How To Build An ETF Rotation Strategy With More Than 50% Annualized Returns

In this paper I want to explain the readers how the Maximum Yield Rotation Strategy of Logical Invest is built. This Strategy achieves very high returns investing in inverse volatility. From 2011 to today the annual performance was more than 50% per year. The Sharpe Ratio (Return/Risk) of 2.04 is a "DREAM VALUE" and I doubt that someone can show me a strategy with a higher ratio.

The strategy invests in 4 different ETFs:

  • US Market (MDY  S&P MidCap 400 SPDRs)
  • U.S. Treasury Bonds - (EDV Vanguard Extended Duration Treasury 25+yr)
  • Volatility - (ZIV VelocityShares Inverse VIX Medium-Term)
  • cash - (SHY Barclays Low Duration Treasury) only if Treasury correlation to SPY > -0.25

The Maximum Yield Strategy switches semi-monthly between these 4 ETFs. For the switching I use a ranking system like the one I explained in my Global Market Rotation Strategy article in 2013. The ranking system is also using 3-month historical performance and 20 day volatility. Using volatility is quite important, because it reduces the ranking of high volatile ETFs like ZIV.

■ What to do
Transcribe the passage from the ETF rotation strategy article from "How To Build" up to and including "a higher ratio.".

■ Extracted information

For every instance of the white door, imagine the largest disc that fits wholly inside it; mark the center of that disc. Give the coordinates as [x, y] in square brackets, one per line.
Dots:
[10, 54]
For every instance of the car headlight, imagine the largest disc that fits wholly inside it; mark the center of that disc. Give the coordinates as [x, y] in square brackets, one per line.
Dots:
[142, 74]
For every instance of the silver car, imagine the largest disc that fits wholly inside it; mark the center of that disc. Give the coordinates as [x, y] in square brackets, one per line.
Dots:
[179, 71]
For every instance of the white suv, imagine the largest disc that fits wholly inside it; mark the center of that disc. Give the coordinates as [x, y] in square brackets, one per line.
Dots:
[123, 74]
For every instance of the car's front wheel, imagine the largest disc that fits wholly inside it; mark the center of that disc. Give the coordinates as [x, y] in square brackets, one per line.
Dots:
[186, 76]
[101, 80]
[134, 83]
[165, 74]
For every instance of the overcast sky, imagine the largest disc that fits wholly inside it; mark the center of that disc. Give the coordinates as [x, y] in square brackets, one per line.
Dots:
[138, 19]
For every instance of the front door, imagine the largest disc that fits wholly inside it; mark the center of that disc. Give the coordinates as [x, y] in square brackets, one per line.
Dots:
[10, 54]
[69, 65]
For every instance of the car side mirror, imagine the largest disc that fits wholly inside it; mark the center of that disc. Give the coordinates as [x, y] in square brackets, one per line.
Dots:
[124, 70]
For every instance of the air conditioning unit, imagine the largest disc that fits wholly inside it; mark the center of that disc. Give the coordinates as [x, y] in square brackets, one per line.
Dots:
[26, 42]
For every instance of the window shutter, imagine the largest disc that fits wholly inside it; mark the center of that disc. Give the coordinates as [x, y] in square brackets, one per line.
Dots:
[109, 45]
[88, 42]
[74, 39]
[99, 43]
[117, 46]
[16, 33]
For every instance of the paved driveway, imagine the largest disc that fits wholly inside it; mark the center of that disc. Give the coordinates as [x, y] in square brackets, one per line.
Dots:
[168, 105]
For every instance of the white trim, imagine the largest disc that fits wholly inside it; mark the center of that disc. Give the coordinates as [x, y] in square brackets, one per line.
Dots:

■ Full output
How To Build An ETF Rotation Strategy With More Than 50% Annualized Returns

In this paper I want to explain the readers how the Maximum Yield Rotation Strategy of Logical Invest is built. This Strategy achieves very high returns investing in inverse volatility. From 2011 to today the annual performance was more than 50% per year. The Sharpe Ratio (Return/Risk) of 2.04 is a "DREAM VALUE" and I doubt that someone can show me a strategy with a higher ratio.